TEXT UNDER STUDY START

Personally, I an mot afraid of people who aren't vaccinated and don't wear a mask.  The thought of being otherwise reminds me of bad times past.


----------



## Gaer

Does anyone know if the ingredients of the vaccines were ever disclosed?


----------



## Keesha

I’d like to know the ingredients also.


----------



## SetWave

Gaer said:


> Does anyone know  the ingredients of the vaccines ?


a toad, a slice of swamp snake, a newt’s eye, a frog’s tongue, a bat’s fur, a dog’s tongue, a black snake’s forked tongue, a burrowing worm’s stinger, a lizard’s leg, an owl’s wing, a scale of dragon, a wolf’s tooth, a witch’s mummified flesh, the gullet and stomach of a ravenous shark, a root of hemlock (a very poisonous plant) that was dug up in the dark, a liver of Christian that is not baptized, a goat’s bile, slips of pine trees, a Turk’s nose, a Tartar’s lips, finger of a baby that was born dead by a prostitute, a tiger’s gut and a baboon’s blood.


----------



## Gaer

SetWave said:


> a toad, a slice of swamp snake, a newt’s eye, a frog’s tongue, a bat’s fur, a dog’s tongue, a black snake’s forked tongue, a burrowing worm’s stinger, a lizard’s leg, an owl’s wing, a scale of dragon, a wolf’s tooth, a witch’s mummified flesh, the gullet and stomach of a ravenous shark, a root of hemlock (a very poisonous plant) that was dug up in the dark, a liver of Christian that is not baptized, a goat’s bile, slips of pine trees, a Turk’s nose, a Tartar’s lips, finger of a baby that was born dead by a prostitute, a tiger’s gut and a baboon’s blood.


Good one!


----------



## SeaBreeze

Gaer said:


> Does anyone know if the ingredients of the vaccines were ever disclosed?


https://www.hackensackmeridianhealt...own-of-the-ingredients-in-the-covid-vaccines/

Links for ingredients for each vaccine from the CDC here.
https://www.cdc.gov/coronavirus/201...ccine ingredients:sem.ga:p:RG:GM:gen:PTN:FY21


----------



## Dana

.
_Soooo...people want to know the ingredients of the vaccine.  My question to them is:  Even if you are given the ingredients, will you have a clue as to what they mean.? How many of you are compounding pharmacists!
._


----------



## Aneeda72

Dana said:


> .
> _Soooo...people want to know the ingredients of the vaccine.  My question to them is:  Even if you are given the ingredients, will you have a clue as to what they mean.? How many of you are compounding pharmacists!
> ._


People are looking for known allergies for themselves


----------



## Brookswood

Ladybj said:


> Why don't they come up with some type of med to help people that has contacted the virus that end up in the hospital??  Taking the vaccine is like putting a bandage on your finger just in case you get a sore.


They are working on treatments for Covid. Hopefully, something like a single shot in the doctor's office or an Rx for pills that will knock out the virus.

TEXT UNDER STUDY END
DATA START

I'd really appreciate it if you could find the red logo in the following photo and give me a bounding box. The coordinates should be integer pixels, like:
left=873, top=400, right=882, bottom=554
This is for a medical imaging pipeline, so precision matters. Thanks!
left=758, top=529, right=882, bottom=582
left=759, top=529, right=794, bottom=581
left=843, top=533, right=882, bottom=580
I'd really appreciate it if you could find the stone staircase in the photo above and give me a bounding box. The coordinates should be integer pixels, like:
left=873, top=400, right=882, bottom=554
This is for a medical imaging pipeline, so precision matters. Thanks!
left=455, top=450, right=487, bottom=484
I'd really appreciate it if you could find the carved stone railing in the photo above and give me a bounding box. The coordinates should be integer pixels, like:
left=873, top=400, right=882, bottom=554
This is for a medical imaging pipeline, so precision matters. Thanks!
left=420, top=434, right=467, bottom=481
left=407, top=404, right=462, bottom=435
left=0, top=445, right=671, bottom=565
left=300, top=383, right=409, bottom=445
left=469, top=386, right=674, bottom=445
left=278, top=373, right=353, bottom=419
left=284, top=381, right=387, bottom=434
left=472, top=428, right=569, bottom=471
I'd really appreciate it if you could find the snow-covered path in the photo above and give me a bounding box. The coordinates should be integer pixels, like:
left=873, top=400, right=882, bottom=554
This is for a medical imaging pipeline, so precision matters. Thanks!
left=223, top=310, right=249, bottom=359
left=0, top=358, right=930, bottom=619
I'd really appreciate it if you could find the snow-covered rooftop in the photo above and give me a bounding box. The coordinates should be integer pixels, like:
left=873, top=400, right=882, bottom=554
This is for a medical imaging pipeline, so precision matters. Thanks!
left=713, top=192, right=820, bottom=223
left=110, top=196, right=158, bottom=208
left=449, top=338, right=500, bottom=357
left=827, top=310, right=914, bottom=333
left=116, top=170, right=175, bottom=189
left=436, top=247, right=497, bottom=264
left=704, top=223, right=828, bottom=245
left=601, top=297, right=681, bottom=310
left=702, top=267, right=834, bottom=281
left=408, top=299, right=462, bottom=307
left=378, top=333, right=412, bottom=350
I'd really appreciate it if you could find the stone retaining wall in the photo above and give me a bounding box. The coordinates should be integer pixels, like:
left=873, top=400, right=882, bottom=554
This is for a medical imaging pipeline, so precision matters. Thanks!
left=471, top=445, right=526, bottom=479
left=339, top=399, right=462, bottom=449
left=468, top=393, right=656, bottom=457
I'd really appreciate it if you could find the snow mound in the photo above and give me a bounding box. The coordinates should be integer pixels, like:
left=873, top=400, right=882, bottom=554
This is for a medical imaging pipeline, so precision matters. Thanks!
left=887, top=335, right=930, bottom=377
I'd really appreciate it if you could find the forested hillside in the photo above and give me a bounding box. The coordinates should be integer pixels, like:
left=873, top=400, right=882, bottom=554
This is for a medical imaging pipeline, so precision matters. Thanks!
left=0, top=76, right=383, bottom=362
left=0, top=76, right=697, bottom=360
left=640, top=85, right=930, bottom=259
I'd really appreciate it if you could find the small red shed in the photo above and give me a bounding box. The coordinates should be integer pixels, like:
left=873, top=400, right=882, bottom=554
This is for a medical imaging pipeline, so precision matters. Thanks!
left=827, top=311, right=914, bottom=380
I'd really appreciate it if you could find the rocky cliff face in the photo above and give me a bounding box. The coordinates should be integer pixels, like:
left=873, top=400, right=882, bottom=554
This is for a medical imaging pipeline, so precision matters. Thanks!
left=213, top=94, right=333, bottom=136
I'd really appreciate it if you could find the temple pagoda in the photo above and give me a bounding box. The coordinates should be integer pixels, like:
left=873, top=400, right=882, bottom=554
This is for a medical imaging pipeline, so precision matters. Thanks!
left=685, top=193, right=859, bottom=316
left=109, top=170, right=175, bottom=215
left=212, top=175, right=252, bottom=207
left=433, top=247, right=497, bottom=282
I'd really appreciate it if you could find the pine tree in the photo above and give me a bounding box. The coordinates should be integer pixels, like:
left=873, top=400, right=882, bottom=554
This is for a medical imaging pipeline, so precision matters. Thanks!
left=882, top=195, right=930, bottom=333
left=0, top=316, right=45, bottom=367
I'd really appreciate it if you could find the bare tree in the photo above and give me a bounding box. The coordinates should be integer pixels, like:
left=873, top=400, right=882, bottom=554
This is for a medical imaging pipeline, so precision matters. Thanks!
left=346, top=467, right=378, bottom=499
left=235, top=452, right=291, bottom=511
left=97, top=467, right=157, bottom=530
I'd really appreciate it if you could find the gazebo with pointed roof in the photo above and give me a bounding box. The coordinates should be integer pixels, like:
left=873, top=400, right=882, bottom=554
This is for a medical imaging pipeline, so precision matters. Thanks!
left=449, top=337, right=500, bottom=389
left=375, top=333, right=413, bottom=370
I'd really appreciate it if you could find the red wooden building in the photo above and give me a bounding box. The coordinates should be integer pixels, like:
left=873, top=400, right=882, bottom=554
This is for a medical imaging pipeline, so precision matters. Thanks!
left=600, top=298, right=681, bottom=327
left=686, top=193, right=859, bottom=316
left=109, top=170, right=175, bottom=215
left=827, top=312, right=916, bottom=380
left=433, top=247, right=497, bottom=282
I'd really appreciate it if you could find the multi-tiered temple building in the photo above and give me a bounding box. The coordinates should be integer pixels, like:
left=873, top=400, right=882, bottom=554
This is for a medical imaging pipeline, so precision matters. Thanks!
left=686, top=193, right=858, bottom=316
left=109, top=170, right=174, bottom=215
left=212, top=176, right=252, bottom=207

DATA END

Copy the forum thread from "They are working" up to and including "out the virus.", substituting "therapies" for "treatments".

They are working on therapies for Covid. Hopefully, something like a single shot in the doctor's office or an Rx for pills that will knock out the virus.